### AUFGABEN
(a) Kopiere aus dem Textauszug wortgetreu die Passage von „Auf der einen“ bis „Vermögen gegeben worden.“.
(b) Gib für jede Aussage an, ob sie mit dem Textauszug übereinstimmt, und antworte mit Ja oder Nein samt den entscheidenden Worten als wörtlichem Zitat. (i) Eine der genannten Strategien betrifft Kreativität, die sich nicht an ein Publikum richtet. (ii) Charles Taylor setzt sich eingehend mit den Problemen auseinander, die mit der Authentizität verknüpft sind. (iii) Die organisierte Moderne sorgte für einen Überfluss an Affekten.

### TEXTAUSZUG
■ ■ ■ ■ ■

Die Antwort lautet: Die Dringlichkeit bestand im Affektmangel der klassischen gesellschaftlichen, insbesondere der organisierten Moderne. Diese betrieb eine systematische Verknappung der Affekte, die den vergesellschafteten Subjekten hätten Motivation und Befriedigung verschaffen können. Die Ästhetisierungsprozesse des Kreativitätsdispositivs versuchen, die Verknappung zu überwinden.[15]

Die sich hieraus ergebende Problematik ist bekannt, nämlich die Rede von einem Diktat des Neuen: „Das Subjekt (oder die soziale Einheit) nimmt ständig seine früheren Performances zum Maßstab, es versucht, seine kreativen Kompetenzen zu verbessern und sich selbst zu überbieten, so dass es in seiner Entwicklung nie an eine Ende kommt“.[16] Das Künstlerideal des Genies ist als „Ideal des kreativen Subjekts“[17] verallgemeinert und als Verheißung der gesuchten Authentizität Teil der Selbstverwirklichungsidee geworden: „Let’s call this the age of authenticity“[18], erklärt Charles Taylor bekanntlich und missachtet die hiermit verknüpften Probleme, denen Reckwitz mit Verweis auf zwei Strategien zu begegnen sucht:

Auf der einen Seite geht es um Prozesse der Kreativität, die nicht auf ein Publikum ausgerichtet sind und sich damit jenseits von Aufmerksamkeitsmarkt und Steigerung bewegen: um profane Kreativität. Auf der anderen Seite sind ästhetische Praktiken gefragt, die sich nicht aktivistisch am Regime des Neuen, sondern an der Routinisierung und Wiederholung orientieren: eine Ästhetik der Wiederholung.[19]

Womit wir am Ende wieder bei Helene Hegemann und Freiherr zu Guttenberg angekommen wären: Die eine plädiert für eine profan zu verstehende Kreativität, eine private Authentizität, die nicht mehr in Abgleich zum kulturellen Gedächtnis verstanden und bewertet werden könne, indes der andere vielleicht die Routine als Motiv wissenschaftlichen Arbeitens bemüht hätte, wären ihm Zeit und intellektuelles Vermögen gegeben worden.

3.

Dass diese Erklärungen nicht befriedigen, muss an dieser Stelle nicht ausgeführt werden, doch deutet dieses Unbehagen die Fragwürdigkeit der vorgeschlagenen Alternativen an – ohnehin hat die vorliegende Studie ihrerseits nur wenige neue Ideen in die Debatte einzubringen: Dass die Kreativität in der Krise ist und zugleich jeden Lebensbereich als Anforderung und Versprechen durchdringt, scheint allgemein verstanden und die Strategien der Postmoderne als Fluchtbewegungen ebenfalls hinreichend bearbeitet: Strategien eben der Wiederholung, wenngleich perfider, also ironischer Art, die Reckwitz in eben einer solchen postmodernen Bewegung, wenngleich mit Verzicht auf Ironie, als neu vorschlägt.

■ ■ ■ ■ ■

### DATEN

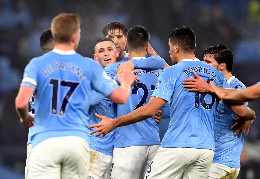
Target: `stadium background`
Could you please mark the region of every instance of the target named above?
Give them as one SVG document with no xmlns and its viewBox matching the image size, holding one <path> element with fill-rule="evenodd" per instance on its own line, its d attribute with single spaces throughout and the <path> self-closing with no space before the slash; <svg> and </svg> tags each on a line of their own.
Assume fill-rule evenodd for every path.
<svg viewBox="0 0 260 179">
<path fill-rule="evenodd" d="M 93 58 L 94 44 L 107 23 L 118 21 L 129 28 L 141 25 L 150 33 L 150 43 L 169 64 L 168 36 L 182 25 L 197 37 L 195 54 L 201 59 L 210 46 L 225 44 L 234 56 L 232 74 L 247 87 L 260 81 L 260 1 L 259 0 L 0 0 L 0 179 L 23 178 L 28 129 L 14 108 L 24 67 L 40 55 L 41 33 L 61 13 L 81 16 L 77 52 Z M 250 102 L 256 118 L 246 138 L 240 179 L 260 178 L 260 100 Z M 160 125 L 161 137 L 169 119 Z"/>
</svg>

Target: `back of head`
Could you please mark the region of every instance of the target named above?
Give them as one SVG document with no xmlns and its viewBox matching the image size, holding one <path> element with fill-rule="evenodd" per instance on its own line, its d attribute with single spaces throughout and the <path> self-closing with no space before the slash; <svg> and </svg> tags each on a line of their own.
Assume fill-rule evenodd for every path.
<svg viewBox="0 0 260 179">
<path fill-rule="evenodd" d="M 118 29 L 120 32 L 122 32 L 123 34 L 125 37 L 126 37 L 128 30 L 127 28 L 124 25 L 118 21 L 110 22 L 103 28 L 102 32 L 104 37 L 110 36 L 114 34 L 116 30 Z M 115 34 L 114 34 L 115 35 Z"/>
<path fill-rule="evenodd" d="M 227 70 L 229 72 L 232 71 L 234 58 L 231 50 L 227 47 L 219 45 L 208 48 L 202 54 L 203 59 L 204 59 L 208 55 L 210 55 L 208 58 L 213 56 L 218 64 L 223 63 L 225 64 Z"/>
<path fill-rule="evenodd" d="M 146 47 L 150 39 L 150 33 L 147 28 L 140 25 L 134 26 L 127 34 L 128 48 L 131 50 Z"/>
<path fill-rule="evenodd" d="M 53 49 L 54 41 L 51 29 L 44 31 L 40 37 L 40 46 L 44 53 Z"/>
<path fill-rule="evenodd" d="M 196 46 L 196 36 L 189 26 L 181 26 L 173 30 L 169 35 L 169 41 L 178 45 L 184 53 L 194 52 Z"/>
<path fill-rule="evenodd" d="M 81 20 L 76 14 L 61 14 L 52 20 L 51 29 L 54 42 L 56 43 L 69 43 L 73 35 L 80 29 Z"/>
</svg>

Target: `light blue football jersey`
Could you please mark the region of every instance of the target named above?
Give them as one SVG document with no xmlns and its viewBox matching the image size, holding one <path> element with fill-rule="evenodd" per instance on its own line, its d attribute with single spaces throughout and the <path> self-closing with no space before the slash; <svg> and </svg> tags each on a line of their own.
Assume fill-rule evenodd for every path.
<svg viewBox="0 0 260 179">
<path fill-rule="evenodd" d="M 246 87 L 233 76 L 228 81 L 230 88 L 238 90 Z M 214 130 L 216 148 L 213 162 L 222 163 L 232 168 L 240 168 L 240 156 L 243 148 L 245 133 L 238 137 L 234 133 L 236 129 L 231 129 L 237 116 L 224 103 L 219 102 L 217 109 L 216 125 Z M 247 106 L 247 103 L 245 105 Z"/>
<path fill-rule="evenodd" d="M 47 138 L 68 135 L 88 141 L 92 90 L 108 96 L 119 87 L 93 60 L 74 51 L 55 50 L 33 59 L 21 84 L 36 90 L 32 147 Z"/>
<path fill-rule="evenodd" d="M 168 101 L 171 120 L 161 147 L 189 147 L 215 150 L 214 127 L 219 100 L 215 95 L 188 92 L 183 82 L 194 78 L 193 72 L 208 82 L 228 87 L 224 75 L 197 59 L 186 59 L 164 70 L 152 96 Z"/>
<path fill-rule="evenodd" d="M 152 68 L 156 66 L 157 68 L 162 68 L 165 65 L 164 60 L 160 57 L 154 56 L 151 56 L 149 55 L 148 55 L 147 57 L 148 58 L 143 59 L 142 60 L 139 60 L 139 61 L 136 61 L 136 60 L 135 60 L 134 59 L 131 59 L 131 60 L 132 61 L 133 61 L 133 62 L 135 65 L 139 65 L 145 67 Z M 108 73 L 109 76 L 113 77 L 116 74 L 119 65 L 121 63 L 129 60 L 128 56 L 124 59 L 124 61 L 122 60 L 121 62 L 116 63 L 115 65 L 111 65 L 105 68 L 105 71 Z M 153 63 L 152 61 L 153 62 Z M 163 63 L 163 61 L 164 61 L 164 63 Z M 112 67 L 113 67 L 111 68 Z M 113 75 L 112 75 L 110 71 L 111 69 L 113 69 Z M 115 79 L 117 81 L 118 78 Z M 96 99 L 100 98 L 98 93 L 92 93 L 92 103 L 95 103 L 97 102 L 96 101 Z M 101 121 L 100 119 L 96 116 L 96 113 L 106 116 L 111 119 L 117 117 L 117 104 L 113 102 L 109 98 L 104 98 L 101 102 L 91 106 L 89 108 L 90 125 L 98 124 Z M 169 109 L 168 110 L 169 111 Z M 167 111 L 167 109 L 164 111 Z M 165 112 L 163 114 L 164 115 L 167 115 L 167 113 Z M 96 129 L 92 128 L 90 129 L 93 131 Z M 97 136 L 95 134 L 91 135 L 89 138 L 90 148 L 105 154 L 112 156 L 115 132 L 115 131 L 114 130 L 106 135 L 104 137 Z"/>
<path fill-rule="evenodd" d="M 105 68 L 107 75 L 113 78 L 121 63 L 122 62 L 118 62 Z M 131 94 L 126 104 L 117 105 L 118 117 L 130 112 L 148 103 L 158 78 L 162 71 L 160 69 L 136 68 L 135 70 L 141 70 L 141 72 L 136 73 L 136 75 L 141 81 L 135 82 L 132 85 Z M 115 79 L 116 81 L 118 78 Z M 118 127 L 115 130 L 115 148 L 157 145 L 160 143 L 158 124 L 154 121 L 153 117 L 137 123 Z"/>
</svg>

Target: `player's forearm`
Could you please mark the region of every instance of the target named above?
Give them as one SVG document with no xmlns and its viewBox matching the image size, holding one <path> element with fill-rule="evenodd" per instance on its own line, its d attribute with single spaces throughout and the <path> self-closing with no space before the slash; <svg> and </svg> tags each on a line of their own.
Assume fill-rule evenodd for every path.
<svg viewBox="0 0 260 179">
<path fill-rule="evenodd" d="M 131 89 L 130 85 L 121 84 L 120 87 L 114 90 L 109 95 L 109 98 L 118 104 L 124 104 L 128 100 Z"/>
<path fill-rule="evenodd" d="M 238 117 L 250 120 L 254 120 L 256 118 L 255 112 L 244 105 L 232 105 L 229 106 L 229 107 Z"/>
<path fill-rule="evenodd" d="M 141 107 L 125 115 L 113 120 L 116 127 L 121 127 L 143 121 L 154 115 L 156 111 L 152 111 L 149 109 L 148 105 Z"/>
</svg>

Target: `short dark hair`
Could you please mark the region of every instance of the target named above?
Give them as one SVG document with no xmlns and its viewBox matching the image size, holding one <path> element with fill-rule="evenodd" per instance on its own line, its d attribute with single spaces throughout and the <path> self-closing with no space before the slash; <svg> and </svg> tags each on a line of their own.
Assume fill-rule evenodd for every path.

■ ■ ■ ■ ■

### ANTWORTEN
(a)
Auf der einen Seite geht es um Prozesse der Kreativität, die nicht auf ein Publikum ausgerichtet sind und sich damit jenseits von Aufmerksamkeitsmarkt und Steigerung bewegen: um profane Kreativität. Auf der anderen Seite sind ästhetische Praktiken gefragt, die sich nicht aktivistisch am Regime des Neuen, sondern an der Routinisierung und Wiederholung orientieren: eine Ästhetik der Wiederholung.[19]

Womit wir am Ende wieder bei Helene Hegemann und Freiherr zu Guttenberg angekommen wären: Die eine plädiert für eine profan zu verstehende Kreativität, eine private Authentizität, die nicht mehr in Abgleich zum kulturellen Gedächtnis verstanden und bewertet werden könne, indes der andere vielleicht die Routine als Motiv wissenschaftlichen Arbeitens bemüht hätte, wären ihm Zeit und intellektuelles Vermögen gegeben worden.

(b)
(i) Ja: „Prozesse der Kreativität, die nicht auf ein Publikum ausgerichtet sind“
(ii) Nein: „missachtet die hiermit verknüpften Probleme“
(iii) Nein: „eine systematische Verknappung der Affekte“